GOAL: Present every line of the records below as a numbered list, leaving out any blank lines.

Items taken from a data source
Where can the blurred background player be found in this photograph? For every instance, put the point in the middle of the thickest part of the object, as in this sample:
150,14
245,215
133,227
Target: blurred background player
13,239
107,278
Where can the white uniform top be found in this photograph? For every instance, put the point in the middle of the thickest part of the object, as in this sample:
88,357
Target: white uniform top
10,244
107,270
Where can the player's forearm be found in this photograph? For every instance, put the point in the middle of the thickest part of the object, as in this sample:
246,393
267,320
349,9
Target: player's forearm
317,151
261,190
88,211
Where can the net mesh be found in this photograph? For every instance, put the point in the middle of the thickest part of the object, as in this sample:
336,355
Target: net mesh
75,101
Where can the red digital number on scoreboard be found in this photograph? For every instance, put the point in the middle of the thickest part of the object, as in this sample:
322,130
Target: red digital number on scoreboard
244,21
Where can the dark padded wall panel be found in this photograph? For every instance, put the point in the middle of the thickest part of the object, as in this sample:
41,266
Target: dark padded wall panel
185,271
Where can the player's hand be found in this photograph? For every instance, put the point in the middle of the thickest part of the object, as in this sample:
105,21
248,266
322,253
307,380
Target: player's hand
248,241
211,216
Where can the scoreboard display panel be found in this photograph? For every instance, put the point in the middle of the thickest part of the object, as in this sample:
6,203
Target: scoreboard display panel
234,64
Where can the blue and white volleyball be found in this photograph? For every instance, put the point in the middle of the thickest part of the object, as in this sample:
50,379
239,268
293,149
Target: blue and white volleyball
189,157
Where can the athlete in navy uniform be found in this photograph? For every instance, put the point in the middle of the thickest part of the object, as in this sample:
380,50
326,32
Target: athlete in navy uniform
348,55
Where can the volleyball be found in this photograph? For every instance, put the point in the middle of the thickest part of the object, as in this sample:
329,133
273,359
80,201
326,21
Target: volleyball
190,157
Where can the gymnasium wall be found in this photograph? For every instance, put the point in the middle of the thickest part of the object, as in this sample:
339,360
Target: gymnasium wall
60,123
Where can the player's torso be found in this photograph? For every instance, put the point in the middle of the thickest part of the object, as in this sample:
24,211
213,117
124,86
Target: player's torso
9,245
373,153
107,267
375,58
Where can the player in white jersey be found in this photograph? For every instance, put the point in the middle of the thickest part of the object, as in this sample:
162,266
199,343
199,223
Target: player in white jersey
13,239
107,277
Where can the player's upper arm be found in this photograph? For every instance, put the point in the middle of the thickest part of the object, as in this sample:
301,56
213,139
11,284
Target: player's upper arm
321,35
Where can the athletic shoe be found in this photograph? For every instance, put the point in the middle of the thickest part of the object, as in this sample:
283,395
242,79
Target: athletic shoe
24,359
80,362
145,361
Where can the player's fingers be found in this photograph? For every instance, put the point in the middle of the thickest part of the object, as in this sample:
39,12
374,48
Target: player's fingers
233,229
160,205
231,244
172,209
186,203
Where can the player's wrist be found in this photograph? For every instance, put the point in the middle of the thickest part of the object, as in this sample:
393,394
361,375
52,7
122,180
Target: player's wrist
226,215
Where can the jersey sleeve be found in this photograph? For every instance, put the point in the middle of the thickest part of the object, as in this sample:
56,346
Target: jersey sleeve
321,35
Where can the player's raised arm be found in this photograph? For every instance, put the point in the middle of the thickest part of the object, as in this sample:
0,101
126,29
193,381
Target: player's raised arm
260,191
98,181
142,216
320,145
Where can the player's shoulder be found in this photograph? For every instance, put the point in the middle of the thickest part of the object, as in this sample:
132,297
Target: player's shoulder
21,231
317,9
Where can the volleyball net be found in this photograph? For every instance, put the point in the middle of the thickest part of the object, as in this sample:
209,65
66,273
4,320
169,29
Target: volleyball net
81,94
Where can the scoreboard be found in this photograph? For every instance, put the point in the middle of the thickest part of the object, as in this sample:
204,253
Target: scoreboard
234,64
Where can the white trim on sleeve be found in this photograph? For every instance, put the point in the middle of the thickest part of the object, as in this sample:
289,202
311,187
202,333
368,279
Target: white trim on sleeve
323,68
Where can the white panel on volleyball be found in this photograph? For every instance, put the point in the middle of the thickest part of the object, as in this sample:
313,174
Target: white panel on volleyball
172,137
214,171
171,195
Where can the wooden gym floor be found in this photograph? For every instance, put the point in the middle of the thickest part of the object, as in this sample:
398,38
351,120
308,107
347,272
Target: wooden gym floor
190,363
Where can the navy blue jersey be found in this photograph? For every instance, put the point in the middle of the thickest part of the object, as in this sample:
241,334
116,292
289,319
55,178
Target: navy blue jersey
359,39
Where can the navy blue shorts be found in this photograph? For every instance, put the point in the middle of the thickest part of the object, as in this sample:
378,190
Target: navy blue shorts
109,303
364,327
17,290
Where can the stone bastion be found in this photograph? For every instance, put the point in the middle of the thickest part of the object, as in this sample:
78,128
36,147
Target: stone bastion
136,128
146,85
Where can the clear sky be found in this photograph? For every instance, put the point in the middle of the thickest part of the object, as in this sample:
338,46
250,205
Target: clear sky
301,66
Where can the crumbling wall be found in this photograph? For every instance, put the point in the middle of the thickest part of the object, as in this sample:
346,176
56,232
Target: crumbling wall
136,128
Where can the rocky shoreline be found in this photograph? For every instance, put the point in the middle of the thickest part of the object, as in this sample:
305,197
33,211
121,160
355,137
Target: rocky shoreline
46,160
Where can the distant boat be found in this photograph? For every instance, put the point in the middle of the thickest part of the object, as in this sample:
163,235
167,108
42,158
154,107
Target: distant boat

COMPLETED TASK:
1. Where can the blurred background player be found in this photograph? For every instance, put the point in the middle of the thickest part of the object, as in this sample:
2. 150,14
3. 245,215
4. 133,227
5. Target: blurred background player
6. 13,239
7. 107,278
8. Where can the white uniform top be found in this photograph? For every instance, put the point in the middle of the thickest part of the object, as in this sample:
9. 88,357
10. Target: white uniform top
11. 10,244
12. 107,270
13. Where can the player's forearm be found in this photograph? For every instance, put the point in the middle of the thickest part of the object, as in this sample:
14. 246,393
15. 267,320
16. 349,9
17. Target: player's forearm
18. 317,151
19. 261,190
20. 88,211
21. Where can the net mesh be found in this photograph? For every instance, put the point in the middle of the thickest part of the object, as in this sample:
22. 336,355
23. Target: net mesh
24. 75,101
25. Where can the red digital number on scoreboard be found in this photograph? For every instance, put the point in the middle of the thickest part of the object, as in this sample:
26. 322,130
27. Target: red digital number on scoreboard
28. 244,21
29. Where can the dark padded wall panel be found in this photograph? For every instance, put the point in the middle of the thickest part of the object, as in this sample:
30. 41,266
31. Target: dark padded wall panel
32. 185,271
33. Where can the player's hand be found in this photograph? For every instance, put the point in the middle of the thickest part of the object, as in this sample:
34. 105,21
35. 248,266
36. 322,253
37. 307,380
38. Target: player's hand
39. 248,241
40. 211,216
41. Where can the scoreboard display panel be found in this photograph? For every instance, put the point in the middle of the thickest part of the object, as in this sample:
42. 6,203
43. Target: scoreboard display panel
44. 234,64
45. Where can the blue and white volleyball be found in this photograph? For every instance, put the point in the middle of the thickest part of the object, as in this sample:
46. 50,379
47. 239,268
48. 293,149
49. Target: blue and white volleyball
50. 189,157
51. Where can the athlete in navy uniform be found in this photograph? For every instance, put the point in the middle of the thickest part of the object, as in this sample:
52. 380,50
53. 326,32
54. Target: athlete in navy uniform
55. 348,55
56. Where can the volleyball be found in this photograph? For every instance, put the point in the middle of the thickest part of the object, as in this sample:
57. 329,133
58. 273,359
59. 80,201
60. 326,21
61. Target: volleyball
62. 190,157
63. Where can the gymnasium wall be found in this photograph? For every instance, put the point in the middle of the thickest part of the object, as in this sample:
64. 339,360
65. Target: gymnasium wall
66. 60,123
67. Where can the player's torso be found in this photograph? For every instance, put the point in the middle of the thickest part of the object, as in this sample:
68. 24,211
69. 213,117
70. 124,86
71. Target: player's torso
72. 9,245
73. 373,153
74. 107,267
75. 375,58
76. Where can the player in white jersey be found in this photograph? For every instance, put the point in the middle of the thickest part of the object, as in this sample:
77. 162,266
78. 199,343
79. 199,223
80. Target: player in white jersey
81. 13,239
82. 107,277
83. Where can the player's upper arm be found in this photograph? For every instance, put the point in the middle of the thickest part of the object, as in this sample:
84. 301,56
85. 213,139
86. 11,284
87. Target: player's upper arm
88. 321,35
89. Where can the athletic shoe be found in this photograph? For every instance, put the point in the middle of the thickest part of the object, as in this sample:
90. 283,395
91. 242,79
92. Target: athletic shoe
93. 24,359
94. 80,362
95. 145,361
96. Where can the player's fingers be found in this photograph? For every instance, put the point in the middle of the thickest part of the object, as in this sample:
97. 39,12
98. 374,48
99. Target: player's fingers
100. 233,229
101. 160,205
102. 231,244
103. 172,209
104. 186,203
105. Where can the player's wrist be found in this photograph? For every instance, put the point in the middle of the thickest part of the object, as in this sample:
106. 393,394
107. 361,375
108. 52,7
109. 122,180
110. Target: player's wrist
111. 226,215
112. Where can the jersey sleeve be found in this photograph? For every instance, put the point in the middle of the thickest part of the object, as in this sample:
113. 56,346
114. Target: jersey sleeve
115. 321,35
116. Where can the player's raised arm be found in this photograph? For every instance, put the point in the middle of the thickest part of the object, as in this sample:
117. 0,101
118. 126,29
119. 193,381
120. Target: player's raised arm
121. 260,191
122. 98,181
123. 142,216
124. 320,145
125. Where can the player's shoulder be found in this photograph? For every instance, put the point in the middle of the thickest part of the object, as in this sample:
126. 132,297
127. Target: player's shoulder
128. 21,231
129. 317,9
130. Where can the volleyball net be found in this photograph? For every instance, put the point in the middle of the thickest part of the object, as in this sample:
131. 209,65
132. 66,273
133. 4,320
134. 169,29
135. Target: volleyball net
136. 81,94
137. Where can the scoreboard be found in this photograph? For every instance, put the point in the middle of the thickest part of the object, as in this sample:
138. 204,253
139. Target: scoreboard
140. 234,64
141. Where can the white trim on sleeve be found in this photograph? For every instance, put the point in the middle of the thickest part of the object, as in this sample:
142. 289,202
143. 311,187
144. 202,333
145. 368,279
146. Target: white trim on sleeve
147. 323,68
148. Where can the white panel on volleyball be found in this photograph? For every instance, put the point in the middle of the thickest part of the object, as in this sample:
149. 313,174
150. Target: white panel on volleyball
151. 172,137
152. 214,171
153. 171,195
154. Where can the wooden gym floor be found in this photograph? For every instance, put the point in the middle of the thickest part of the object, as in this sample:
155. 398,38
156. 351,120
157. 308,107
158. 347,272
159. Target: wooden gym floor
160. 190,363
161. Where can the navy blue jersey be found in this photograph? For every instance, put the point in the middle of the thickest part of the object, as in this sample:
162. 241,334
163. 116,292
164. 289,319
165. 55,178
166. Target: navy blue jersey
167. 359,39
168. Where can the navy blue shorts be found in this photograph? For every instance, put the point in the middle of the thickest part of the object, as in this sample:
169. 378,190
170. Target: navy blue shorts
171. 109,303
172. 364,327
173. 17,290
174. Where can the stone bastion be found in this photograph? For every instance, put the point in the middle of the thickest part of the object, as in this sample:
175. 78,128
176. 36,147
177. Target: stone bastion
178. 136,128
179. 146,85
180. Where can the clear sky be found in this photograph? For every instance, put the point in the middle of the thickest part of the object, as in this sample:
181. 338,46
182. 250,205
183. Target: clear sky
184. 301,66
185. Where can the crumbling wall be found in this photograph? For every instance, put the point in the middle of the thickest part of the object, as in this sample:
186. 346,176
187. 56,232
188. Target: crumbling wall
189. 136,128
190. Where can the rocky shoreline be found in this photograph? For every instance, put the point in the middle of the thickest part of the object, as in this sample:
191. 305,197
192. 33,211
193. 121,160
194. 355,137
195. Target: rocky shoreline
196. 46,160
197. Where can the distant boat be found in this photograph? For every instance, put the point in the middle of the thickest part of the object, as in this sample:
198. 163,235
199. 167,108
200. 42,158
201. 154,107
202. Target: distant boat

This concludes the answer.